TEXT PASSAGE ▸

____________________

A conversation with Luis Sepúlveda.
The Pecci Centre Reopens on the 16th of October 2016 with the major Exhibition entitled ‘The End of the World’. What are your opinions on this theme?
The end of the world. We can not know how close it is but it is certain that the situation in which we find ourselves is very worrying. Global warming is a reality and it is happening before our eyes with both rising temperatures and sea levels. This is worrying because it is caused by the concept of the continuous exploitation of nature without fear of consequence. We are the only ones who can change this situation and so the responsibility for the removal of the impending threat of “the end of the world” rests with us. Through choices we have made with regard to the environment, we have brought about the end of entire ecosystems.
How aware do you think we are of the resulting consequences of these choices?

____________________

SUPPLIED MATERIAL ▸
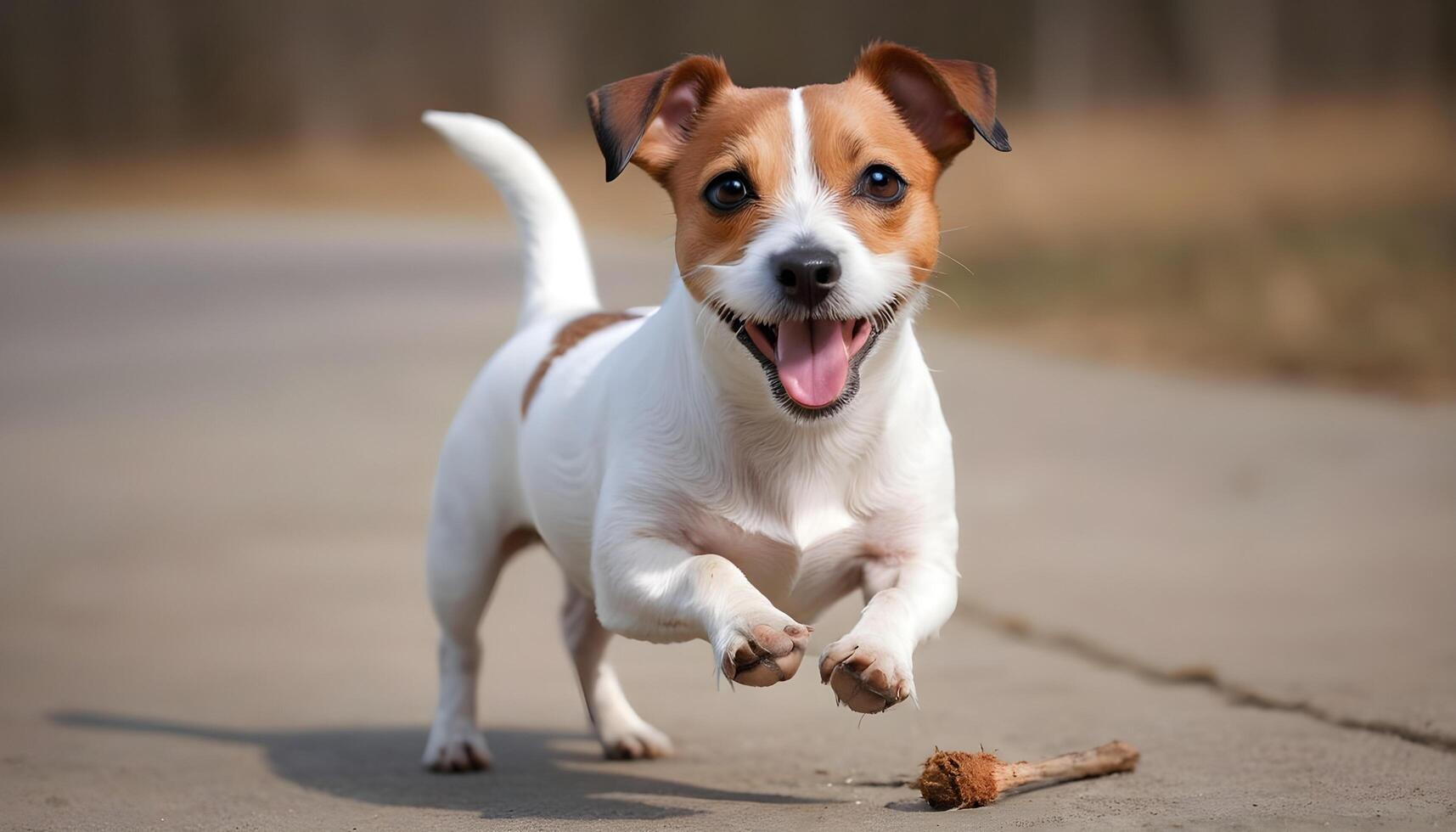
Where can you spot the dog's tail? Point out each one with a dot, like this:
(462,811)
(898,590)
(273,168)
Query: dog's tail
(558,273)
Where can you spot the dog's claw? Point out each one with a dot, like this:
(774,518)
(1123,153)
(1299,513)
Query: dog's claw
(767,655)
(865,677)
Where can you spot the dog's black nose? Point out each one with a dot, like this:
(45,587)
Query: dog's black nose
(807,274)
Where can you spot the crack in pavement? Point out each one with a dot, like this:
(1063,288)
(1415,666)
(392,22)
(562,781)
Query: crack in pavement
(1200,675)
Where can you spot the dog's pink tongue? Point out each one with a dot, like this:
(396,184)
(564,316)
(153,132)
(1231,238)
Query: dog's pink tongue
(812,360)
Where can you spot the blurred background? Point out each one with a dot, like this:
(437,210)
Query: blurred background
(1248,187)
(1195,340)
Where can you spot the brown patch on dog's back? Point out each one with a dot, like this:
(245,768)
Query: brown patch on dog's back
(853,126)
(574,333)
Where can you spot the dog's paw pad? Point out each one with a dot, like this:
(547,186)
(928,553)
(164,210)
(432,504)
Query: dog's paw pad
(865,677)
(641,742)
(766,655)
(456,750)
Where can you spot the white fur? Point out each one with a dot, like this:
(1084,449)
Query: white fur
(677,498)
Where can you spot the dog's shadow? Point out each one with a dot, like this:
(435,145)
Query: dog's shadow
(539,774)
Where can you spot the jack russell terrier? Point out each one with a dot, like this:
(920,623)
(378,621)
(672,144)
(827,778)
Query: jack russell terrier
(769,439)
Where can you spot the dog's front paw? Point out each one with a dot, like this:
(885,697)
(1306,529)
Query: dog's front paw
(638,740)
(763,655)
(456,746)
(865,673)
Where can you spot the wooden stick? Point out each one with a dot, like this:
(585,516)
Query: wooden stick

____________________

TASKS TO CARRY OUT ▸
**A)** Decide whether each statement below agrees with the Luis Sepúlveda interview above, answering yes or no and quoting the deciding words of the interview: (i) the Pecci Centre reopens with an exhibition entitled ‘The End of the World’; (ii) the answer states that we can know how close the end of the world is; (iii) the answer describes global warming as happening with rising temperatures and sea levels.
**B)** Carry on the Luis Sepúlveda interview above from its last line.

THE REPLIES ▸
**A)**
(i) Yes: "The Pecci Centre Reopens on the 16th of October 2016 with the major Exhibition entitled ‘The End of the World’."
(ii) No: "We can not know how close it is"
(iii) Yes: "Global warming is a reality and it is happening before our eyes with both rising temperatures and sea levels."

**B)**
I think that there is a definite lack of global, collective consciousness of the great danger posed by climate change, a lack of an awareness which would allow us to see that an economic or political model cannot shape human life and the planet. This is what is missing. I don’t think that we have reached the end of an era or the end of an age but we are hugely irresponsible in our consumption of the resources of the world and of nature and this certainly has political value. The whole world depends on those who have the knowledge and the ability but can’t be relied upon - on the one hand, we support that which has changed the shape of the earth, cut down all the trees etc., but the problem is that it’s only after that we come to realise that it has not done any good and all that has been achieved is a profound negative impact on the soil. This alteration results in the destruction of the soil from an agricultural point of view and hunger for so many people living near these places - mainly in the Amazon. I wouldn’t speak, however, about the end of the world. That which must come to an end is the irrational way in which we view the world. This depends on a collective consciousness which has yet to grow, an awareness which, if it were to grow, would bring us closer to the end of this idea of exploiting the earth but which if it does not grow, will bring us still further away.
Do you also think, therefore, that here has been a change in the way in which we relate to and talk about our planet?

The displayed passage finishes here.